Description of the task> Can you restate the lines of the entries below, word for word, from the first one through the line that includes "The response should indicate, for every instance of the white"?

Working data>
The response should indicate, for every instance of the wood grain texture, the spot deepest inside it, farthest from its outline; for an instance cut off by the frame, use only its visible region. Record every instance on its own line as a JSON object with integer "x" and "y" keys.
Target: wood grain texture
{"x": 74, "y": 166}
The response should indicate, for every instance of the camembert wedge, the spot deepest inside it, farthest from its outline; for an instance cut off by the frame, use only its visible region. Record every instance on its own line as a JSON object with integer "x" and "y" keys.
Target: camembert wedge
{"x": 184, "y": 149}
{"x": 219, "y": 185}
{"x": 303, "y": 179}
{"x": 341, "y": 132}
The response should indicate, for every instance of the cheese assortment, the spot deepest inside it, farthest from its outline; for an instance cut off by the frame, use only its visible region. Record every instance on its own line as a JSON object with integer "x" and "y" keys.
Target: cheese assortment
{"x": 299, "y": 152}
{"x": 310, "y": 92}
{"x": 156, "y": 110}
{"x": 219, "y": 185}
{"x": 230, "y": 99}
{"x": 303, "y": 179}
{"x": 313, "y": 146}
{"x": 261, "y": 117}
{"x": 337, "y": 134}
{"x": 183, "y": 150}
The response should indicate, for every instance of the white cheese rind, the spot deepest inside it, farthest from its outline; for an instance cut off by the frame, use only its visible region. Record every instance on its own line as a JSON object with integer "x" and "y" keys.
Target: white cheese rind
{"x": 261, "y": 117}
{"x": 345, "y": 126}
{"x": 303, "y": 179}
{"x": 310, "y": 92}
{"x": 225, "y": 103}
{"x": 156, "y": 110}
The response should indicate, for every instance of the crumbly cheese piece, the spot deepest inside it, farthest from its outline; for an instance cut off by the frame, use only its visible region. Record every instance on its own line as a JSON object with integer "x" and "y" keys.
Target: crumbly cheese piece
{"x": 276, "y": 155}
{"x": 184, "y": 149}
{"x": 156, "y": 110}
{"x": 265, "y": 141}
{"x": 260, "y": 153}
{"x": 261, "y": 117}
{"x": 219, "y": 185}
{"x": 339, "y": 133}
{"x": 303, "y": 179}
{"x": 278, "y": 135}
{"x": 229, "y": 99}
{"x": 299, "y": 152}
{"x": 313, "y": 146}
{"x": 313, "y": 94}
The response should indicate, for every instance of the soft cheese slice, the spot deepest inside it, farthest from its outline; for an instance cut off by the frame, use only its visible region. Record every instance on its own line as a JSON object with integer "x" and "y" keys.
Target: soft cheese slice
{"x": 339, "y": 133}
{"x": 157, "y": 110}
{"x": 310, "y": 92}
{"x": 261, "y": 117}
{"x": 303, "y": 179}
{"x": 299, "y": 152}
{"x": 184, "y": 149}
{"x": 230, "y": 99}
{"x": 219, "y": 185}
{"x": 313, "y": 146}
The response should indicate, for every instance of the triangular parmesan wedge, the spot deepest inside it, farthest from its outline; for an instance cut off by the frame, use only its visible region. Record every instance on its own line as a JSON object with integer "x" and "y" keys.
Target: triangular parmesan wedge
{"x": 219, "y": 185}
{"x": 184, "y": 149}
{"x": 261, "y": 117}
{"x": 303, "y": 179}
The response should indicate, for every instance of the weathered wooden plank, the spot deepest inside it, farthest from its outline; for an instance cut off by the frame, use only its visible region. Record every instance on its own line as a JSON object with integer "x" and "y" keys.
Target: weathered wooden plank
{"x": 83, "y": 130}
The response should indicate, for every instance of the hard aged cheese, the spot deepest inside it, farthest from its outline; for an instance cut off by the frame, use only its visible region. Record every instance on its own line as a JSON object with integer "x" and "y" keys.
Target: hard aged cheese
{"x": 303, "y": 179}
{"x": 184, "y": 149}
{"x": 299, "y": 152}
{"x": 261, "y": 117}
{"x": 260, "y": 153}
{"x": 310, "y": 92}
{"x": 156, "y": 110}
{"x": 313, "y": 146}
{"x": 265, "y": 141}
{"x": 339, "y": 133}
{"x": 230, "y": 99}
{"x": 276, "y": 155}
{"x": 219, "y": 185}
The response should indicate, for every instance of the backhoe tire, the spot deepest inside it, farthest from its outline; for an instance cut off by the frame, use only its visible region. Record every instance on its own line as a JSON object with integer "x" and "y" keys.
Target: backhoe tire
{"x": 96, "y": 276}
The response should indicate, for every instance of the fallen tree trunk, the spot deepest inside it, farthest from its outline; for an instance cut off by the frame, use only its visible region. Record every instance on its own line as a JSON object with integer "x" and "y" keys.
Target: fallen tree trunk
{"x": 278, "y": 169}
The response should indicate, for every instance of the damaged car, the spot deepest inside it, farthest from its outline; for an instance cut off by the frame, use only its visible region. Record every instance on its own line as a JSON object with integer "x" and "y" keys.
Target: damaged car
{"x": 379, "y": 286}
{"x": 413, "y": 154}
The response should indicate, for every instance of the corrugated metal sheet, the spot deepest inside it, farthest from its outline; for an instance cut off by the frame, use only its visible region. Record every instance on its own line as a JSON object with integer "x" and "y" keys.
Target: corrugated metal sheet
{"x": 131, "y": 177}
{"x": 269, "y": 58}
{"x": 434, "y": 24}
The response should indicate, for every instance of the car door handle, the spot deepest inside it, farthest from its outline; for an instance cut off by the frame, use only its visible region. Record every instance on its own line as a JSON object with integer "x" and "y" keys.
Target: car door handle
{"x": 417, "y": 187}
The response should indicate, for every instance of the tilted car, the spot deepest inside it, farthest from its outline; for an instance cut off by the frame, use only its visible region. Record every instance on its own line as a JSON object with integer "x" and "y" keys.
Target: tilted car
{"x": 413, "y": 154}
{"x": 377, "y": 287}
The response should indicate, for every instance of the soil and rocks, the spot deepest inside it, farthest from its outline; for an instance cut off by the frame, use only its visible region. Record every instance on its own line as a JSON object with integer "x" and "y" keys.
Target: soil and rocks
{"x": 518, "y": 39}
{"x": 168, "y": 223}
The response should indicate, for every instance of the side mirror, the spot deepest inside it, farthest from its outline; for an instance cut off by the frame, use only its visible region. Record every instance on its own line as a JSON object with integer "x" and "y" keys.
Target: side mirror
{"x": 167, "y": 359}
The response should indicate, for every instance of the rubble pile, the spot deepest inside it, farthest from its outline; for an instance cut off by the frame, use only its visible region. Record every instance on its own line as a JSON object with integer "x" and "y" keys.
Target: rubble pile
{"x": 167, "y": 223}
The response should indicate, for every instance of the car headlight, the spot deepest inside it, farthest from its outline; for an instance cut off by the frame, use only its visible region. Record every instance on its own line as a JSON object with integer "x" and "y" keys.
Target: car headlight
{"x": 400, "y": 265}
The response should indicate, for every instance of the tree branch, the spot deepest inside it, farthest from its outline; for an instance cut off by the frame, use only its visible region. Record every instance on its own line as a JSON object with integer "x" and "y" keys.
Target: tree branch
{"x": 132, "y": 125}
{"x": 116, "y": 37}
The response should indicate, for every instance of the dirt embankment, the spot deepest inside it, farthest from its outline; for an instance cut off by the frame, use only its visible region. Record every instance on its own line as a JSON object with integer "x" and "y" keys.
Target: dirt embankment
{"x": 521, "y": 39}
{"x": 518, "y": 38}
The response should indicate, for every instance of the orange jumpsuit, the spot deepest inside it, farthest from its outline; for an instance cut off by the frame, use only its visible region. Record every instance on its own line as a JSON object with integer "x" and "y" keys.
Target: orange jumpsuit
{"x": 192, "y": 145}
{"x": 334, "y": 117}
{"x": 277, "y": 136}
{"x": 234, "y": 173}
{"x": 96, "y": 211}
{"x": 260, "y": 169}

Exercise result>
The response should indicate, for every instance of the wood grain texture, the spot deepest inside it, farthest from its outline; for an instance cut off by the frame, use only its visible region. Record every instance on its own line as a JSON object with integer "x" and "y" keys.
Target: wood grain texture
{"x": 74, "y": 166}
The response should indicate, for every instance of the camembert wedge, the spot deepest inside it, farthest from its outline; for an instance cut off by the frame, use only its visible region. Record every instance on its own line as a JSON object with integer "x" and "y" keys.
Target: camembert wedge
{"x": 184, "y": 149}
{"x": 219, "y": 185}
{"x": 303, "y": 179}
{"x": 341, "y": 132}
The response should indicate, for every instance of the cheese assortment, the spot deepest inside it, farthest from its outline; for an instance cut off by the frame, use only its visible region. Record every instance on its own line as a JSON object with integer "x" and "y" keys.
Target: cheese assortment
{"x": 299, "y": 152}
{"x": 310, "y": 92}
{"x": 156, "y": 110}
{"x": 219, "y": 185}
{"x": 230, "y": 99}
{"x": 303, "y": 179}
{"x": 313, "y": 146}
{"x": 261, "y": 117}
{"x": 337, "y": 134}
{"x": 183, "y": 150}
The response should indicate, for every instance of the white cheese rind, the spot deepest inside it, farthest from its outline; for an instance cut off by the frame, use only its visible region. Record every instance on its own line as a JSON object with integer "x" and "y" keys.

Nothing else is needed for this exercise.